• The exercise: Reproduce every line of the entries below, requests included, and shift each coordinate in the answers by adding 137 to both of its numbers.

• Task data:
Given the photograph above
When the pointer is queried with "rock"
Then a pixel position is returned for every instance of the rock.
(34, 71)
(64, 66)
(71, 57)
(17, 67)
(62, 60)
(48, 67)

• Exercise result:
Given the photograph above
When the pointer is queried with "rock"
Then a pixel position is returned for every instance of the rock.
(171, 208)
(201, 203)
(208, 194)
(154, 204)
(199, 197)
(185, 204)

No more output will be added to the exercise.